§ Text passage:
***

With a legacy of over 90 years, MTR is a brand that has stood its ground for offering authentic Indian food products and emerged as a choice to reckon with for Indians all over the globe. When the process of re-branding started, there was a lot of previous equity, which was valuable to the brand and required to be retained. However, the consumer needs and behaviour had changed with the time and the brand needed to recognise and appreciate that by offering them just the right balance of the past and present.

Decoding Modernity

With a portfolio that boasted of more than 130 products across various categories, it was imperative to re-examine the entire architecture in order to simplify it while retaining some familiarity. Modern day consumer is bereft of time and seeks ease of navigation at the supermarket and now even on the grocery portal too. Studies showed that the modern woman doesn’t look at all foods with the same lens. There are varying degrees of authenticity, expertise, delight, convenience and health that she seeks through different types of foods. The task at hand was also to infuse more emotion into the brand – to appear more like a knowledgeable companion in the kitchen. Simply, befriend the consumer rather than intimidate her.

The Building Blocks

• Categorisation & Architecture

There were layers of information on the then existing packs that had now become redundant and not aiding the consumer in navigation or purchase decision. The pack architecture was simplified to keep the product name in focus for ease of purchase supported by the category colour coding for ease of navigation.

• Brand Identity

The brand identity was the first element that underwent a rehash. While it retained its original construct and appearance, it was infused with a dash of green – connoting natural, freshness and abundance – hence became more humane. This was further accentuated by softening the logotype by doing away with its formal serifs.

• Master Template

The colour red had already been ingrained in the consumers’ mind and established as a key MTR brand asset. It was a conscious decision to retain that but in a new template that would now tell the story of a food nation. MTR had predominantly been recognised as a South Indian food brand, and with this exercise, they now wanted to go pan India. A subtle map of India was included on the master brand template and with every dish would cue its origin with a small marker. The signposts and mnemonics being designed around the same theme were dressed as postage stamps and milestones.

***

§ Given data:
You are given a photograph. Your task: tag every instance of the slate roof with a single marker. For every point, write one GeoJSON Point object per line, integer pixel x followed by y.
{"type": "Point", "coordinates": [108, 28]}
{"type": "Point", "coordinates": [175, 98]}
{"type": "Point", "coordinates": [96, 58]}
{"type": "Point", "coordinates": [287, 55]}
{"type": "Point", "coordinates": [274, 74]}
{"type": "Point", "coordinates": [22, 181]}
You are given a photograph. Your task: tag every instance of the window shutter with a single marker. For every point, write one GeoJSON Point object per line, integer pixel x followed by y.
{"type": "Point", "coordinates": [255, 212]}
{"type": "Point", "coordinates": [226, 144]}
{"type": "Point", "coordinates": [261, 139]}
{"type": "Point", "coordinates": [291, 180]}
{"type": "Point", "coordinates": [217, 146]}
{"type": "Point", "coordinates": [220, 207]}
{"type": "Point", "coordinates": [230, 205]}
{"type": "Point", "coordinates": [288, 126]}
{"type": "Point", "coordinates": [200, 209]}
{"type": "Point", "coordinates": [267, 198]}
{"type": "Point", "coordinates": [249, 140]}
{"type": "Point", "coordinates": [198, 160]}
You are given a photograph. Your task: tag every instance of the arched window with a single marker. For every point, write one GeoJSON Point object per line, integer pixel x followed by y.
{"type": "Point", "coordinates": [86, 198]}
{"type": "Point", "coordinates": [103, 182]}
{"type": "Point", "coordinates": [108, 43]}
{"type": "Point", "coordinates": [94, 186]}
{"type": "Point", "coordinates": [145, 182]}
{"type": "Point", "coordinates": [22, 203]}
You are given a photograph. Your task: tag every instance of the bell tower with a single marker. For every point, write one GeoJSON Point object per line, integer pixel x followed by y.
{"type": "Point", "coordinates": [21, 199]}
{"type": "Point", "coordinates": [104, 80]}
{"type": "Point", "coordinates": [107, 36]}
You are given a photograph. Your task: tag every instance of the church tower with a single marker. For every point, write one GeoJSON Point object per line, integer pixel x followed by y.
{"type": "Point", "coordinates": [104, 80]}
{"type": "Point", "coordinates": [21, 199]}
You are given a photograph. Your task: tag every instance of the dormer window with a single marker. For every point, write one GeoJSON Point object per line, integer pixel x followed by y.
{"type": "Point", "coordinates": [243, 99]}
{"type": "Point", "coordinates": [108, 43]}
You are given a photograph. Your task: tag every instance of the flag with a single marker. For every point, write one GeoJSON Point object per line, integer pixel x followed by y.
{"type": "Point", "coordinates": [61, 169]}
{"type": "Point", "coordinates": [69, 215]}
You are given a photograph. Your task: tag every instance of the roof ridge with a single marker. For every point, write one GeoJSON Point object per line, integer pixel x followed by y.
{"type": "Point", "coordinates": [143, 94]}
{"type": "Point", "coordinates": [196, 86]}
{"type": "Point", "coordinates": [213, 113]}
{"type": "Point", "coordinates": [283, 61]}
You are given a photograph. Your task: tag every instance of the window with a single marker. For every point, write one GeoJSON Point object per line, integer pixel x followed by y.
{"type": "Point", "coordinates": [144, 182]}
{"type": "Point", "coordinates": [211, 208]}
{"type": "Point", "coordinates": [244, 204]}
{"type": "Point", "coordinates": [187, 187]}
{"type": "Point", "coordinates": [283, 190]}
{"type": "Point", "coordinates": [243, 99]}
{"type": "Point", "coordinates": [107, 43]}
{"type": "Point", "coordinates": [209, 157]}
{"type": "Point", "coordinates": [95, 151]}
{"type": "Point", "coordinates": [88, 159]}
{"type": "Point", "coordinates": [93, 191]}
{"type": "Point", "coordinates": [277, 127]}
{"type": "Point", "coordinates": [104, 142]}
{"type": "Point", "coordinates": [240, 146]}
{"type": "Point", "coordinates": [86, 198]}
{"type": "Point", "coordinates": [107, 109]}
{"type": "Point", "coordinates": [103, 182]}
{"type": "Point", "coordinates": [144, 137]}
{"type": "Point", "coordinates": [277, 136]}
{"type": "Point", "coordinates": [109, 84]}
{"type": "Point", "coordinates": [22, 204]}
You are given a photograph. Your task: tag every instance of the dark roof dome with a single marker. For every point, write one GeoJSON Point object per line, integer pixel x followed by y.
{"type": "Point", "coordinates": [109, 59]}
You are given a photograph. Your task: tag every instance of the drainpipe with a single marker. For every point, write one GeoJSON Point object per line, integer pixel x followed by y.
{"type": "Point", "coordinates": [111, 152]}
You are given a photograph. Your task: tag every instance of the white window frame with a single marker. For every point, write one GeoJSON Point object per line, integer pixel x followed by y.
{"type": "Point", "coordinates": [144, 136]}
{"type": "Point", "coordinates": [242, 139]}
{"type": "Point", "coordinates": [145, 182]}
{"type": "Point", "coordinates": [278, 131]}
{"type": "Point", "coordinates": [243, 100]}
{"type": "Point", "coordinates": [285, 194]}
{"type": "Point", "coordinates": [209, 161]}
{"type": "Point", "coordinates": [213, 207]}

***

§ Instructions:
1 - Answer these about the MTR rebranding text:
(a) How long is MTR's legacy, according to the text?
(b) What color was infused into the brand identity?
(c) What was included on the master brand template?
2 - Please copy the MTR rebranding text word for word, from "There were layers" up to and including "its formal serifs.".

§ Solutions per task:
1 -
(a) Over 90 years.
(b) Green.
(c) A subtle map of India.

2 -
There were layers of information on the then existing packs that had now become redundant and not aiding the consumer in navigation or purchase decision. The pack architecture was simplified to keep the product name in focus for ease of purchase supported by the category colour coding for ease of navigation.

• Brand Identity

The brand identity was the first element that underwent a rehash. While it retained its original construct and appearance, it was infused with a dash of green – connoting natural, freshness and abundance – hence became more humane. This was further accentuated by softening the logotype by doing away with its formal serifs.